ACTIVITY.
Please return every line from the entries that has the string "blue" in it.

STUDY MATERIAL.

BEGIN

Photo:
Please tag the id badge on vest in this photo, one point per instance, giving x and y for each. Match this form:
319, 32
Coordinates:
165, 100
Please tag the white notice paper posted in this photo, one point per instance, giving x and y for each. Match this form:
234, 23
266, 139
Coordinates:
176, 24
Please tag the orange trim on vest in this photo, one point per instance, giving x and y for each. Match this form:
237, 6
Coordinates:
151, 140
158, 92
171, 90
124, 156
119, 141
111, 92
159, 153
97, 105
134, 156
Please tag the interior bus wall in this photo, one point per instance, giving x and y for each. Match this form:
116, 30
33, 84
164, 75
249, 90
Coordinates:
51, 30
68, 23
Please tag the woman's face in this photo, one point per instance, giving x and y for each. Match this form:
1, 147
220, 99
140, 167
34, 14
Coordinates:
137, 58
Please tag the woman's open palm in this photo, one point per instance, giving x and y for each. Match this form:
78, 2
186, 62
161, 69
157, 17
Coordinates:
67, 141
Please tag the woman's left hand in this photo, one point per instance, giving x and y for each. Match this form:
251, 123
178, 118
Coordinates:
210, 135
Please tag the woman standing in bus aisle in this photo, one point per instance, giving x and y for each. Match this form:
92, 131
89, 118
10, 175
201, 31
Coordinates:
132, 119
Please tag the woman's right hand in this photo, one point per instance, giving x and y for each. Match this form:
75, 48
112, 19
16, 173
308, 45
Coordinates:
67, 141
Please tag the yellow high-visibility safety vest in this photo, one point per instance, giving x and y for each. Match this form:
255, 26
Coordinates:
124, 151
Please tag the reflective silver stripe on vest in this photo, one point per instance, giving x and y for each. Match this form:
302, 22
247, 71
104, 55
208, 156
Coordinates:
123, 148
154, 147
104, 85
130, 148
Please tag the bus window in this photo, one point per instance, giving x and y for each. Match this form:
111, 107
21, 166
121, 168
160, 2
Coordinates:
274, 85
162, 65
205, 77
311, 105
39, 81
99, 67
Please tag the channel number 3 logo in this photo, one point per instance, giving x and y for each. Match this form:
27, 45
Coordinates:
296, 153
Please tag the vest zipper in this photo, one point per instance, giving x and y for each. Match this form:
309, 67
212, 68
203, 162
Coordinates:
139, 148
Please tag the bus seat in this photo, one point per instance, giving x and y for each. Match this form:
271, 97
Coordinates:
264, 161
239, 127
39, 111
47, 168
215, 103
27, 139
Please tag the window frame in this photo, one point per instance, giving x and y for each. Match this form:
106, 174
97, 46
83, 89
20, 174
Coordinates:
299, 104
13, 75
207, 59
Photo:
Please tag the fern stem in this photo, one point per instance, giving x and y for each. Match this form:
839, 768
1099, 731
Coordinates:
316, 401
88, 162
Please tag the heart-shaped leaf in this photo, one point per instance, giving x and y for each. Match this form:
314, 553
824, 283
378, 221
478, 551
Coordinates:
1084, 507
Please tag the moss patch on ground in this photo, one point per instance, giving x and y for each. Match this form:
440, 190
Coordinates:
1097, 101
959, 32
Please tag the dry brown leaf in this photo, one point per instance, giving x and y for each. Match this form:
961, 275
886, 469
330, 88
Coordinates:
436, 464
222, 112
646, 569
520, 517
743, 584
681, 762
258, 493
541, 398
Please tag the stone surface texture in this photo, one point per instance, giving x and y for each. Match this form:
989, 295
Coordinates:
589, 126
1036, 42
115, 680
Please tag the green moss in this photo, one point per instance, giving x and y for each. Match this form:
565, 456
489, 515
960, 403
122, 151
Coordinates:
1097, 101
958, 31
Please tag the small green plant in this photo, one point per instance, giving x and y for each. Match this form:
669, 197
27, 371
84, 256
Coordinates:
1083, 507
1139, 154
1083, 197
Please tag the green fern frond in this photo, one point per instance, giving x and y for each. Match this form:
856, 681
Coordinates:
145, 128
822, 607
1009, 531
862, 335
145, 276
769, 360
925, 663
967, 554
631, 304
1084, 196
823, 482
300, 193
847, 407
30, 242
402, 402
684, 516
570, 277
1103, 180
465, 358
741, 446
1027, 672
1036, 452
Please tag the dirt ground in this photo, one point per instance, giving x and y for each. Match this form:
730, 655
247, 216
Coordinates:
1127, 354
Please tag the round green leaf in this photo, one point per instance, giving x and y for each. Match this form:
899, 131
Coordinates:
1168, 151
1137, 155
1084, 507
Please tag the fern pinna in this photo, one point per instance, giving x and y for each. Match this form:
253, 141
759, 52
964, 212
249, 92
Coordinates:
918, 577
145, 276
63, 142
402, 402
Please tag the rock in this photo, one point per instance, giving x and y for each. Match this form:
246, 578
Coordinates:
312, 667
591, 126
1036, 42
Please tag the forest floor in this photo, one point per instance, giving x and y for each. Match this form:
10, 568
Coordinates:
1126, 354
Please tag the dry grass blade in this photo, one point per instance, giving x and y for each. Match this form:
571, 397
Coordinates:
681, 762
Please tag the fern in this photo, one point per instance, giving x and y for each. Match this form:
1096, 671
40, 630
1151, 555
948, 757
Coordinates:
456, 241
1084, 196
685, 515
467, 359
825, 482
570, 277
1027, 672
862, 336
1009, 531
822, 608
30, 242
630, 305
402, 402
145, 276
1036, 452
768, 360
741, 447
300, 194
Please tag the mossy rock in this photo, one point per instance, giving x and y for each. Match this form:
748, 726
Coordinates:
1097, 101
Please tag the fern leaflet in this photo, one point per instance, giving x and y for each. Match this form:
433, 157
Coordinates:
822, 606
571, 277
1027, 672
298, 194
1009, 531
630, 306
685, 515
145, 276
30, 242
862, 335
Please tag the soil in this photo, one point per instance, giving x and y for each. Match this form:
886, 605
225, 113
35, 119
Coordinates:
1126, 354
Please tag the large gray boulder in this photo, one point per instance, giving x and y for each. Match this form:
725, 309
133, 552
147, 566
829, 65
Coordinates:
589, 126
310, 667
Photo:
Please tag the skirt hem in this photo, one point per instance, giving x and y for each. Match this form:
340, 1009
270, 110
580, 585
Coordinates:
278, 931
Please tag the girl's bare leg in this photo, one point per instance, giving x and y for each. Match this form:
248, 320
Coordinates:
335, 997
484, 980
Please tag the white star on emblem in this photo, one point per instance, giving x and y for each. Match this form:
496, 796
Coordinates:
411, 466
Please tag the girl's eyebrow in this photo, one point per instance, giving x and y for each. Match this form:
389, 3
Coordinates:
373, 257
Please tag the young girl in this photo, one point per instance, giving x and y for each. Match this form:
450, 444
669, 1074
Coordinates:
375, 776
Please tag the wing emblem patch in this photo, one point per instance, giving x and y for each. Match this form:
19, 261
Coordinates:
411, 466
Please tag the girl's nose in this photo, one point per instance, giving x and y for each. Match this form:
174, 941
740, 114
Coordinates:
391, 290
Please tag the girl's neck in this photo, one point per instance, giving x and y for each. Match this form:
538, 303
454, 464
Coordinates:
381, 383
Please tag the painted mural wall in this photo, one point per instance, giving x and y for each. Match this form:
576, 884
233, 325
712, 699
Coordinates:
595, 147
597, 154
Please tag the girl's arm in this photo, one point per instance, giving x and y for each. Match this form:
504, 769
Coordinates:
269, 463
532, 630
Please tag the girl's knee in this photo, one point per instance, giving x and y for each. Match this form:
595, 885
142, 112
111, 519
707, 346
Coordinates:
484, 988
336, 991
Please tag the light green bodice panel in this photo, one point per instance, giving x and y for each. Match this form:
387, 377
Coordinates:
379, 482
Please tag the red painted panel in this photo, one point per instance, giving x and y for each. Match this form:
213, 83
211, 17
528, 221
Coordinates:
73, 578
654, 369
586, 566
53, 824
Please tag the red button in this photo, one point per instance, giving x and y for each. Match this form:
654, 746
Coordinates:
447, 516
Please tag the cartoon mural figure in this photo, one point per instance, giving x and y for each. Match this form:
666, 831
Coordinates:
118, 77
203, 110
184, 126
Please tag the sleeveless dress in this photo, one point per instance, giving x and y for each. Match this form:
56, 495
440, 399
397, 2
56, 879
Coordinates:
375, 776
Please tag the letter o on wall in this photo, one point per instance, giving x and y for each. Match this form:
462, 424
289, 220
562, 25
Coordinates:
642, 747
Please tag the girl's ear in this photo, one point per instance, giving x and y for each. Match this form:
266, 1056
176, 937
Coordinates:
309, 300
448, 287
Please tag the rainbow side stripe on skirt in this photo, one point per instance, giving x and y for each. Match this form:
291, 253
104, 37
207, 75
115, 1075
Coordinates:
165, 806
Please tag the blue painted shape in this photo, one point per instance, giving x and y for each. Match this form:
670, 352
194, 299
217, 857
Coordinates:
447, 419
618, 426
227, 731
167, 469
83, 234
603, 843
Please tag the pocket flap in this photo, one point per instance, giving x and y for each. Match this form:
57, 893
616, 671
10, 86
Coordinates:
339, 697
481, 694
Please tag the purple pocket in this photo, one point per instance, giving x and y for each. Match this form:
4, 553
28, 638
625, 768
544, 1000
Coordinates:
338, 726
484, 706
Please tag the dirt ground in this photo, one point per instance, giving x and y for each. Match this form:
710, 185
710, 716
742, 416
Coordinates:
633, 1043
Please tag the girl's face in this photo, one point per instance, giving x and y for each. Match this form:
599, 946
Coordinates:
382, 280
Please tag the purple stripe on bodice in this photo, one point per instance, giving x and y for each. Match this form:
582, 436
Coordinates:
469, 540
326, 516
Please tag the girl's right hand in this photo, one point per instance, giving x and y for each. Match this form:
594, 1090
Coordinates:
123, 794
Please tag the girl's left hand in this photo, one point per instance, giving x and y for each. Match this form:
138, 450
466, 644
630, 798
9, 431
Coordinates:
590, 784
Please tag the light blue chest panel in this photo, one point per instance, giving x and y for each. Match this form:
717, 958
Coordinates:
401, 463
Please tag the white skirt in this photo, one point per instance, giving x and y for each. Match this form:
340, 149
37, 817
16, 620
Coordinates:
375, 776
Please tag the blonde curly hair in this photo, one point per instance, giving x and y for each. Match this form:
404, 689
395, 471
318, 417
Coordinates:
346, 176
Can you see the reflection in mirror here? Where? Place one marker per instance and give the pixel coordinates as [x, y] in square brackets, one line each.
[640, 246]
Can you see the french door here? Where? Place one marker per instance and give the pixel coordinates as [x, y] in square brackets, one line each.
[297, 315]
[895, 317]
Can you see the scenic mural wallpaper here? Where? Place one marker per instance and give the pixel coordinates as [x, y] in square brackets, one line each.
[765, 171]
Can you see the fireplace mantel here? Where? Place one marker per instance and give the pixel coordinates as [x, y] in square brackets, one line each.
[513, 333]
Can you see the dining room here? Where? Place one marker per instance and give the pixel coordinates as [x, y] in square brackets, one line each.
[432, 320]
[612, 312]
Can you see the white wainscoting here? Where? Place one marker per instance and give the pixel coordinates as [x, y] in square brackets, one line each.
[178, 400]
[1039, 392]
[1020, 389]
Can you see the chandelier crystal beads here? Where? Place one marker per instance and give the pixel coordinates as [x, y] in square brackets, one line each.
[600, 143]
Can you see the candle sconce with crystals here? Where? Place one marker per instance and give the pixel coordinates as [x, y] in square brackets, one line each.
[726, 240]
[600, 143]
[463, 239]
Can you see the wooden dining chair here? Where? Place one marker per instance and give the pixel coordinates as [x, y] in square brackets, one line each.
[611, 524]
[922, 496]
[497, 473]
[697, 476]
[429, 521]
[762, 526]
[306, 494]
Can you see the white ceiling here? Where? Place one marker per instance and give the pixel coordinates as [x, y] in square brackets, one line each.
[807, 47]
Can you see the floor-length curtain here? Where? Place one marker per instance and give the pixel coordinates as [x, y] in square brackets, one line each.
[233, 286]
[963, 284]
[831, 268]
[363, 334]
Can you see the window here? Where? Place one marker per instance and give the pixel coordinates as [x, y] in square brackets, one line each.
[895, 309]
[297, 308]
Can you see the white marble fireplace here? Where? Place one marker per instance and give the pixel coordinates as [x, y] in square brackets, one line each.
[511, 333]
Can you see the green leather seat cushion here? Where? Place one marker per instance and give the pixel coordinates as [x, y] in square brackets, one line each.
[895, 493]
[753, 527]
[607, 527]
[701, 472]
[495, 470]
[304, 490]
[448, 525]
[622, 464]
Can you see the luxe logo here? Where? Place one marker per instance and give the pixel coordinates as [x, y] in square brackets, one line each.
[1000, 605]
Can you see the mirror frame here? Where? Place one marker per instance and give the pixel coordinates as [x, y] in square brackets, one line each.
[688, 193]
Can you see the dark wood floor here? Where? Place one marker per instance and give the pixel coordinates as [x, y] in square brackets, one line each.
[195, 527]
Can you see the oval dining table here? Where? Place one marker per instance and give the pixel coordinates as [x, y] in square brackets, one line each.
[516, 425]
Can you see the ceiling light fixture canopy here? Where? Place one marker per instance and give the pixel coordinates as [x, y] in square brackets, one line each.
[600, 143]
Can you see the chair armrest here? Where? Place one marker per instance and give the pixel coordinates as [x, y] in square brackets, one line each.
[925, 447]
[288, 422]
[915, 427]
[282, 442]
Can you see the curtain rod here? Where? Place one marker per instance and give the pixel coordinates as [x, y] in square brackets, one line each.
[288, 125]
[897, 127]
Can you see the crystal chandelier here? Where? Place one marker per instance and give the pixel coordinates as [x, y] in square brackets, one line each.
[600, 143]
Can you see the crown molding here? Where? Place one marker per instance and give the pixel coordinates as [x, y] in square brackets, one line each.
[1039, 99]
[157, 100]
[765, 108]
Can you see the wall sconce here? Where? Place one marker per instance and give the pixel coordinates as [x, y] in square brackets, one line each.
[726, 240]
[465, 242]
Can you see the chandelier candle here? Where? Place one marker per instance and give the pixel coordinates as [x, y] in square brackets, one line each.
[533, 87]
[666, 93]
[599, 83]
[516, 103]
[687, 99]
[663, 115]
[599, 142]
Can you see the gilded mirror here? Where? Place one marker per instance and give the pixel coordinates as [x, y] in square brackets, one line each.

END

WRITTEN SOLUTION.
Please tag the blue painted shape in this photo, one point per instance, giving x and y for each. Match this form:
Please tag the light blue chest panel in this photo, one point per instance, giving x and y for each. Match this form:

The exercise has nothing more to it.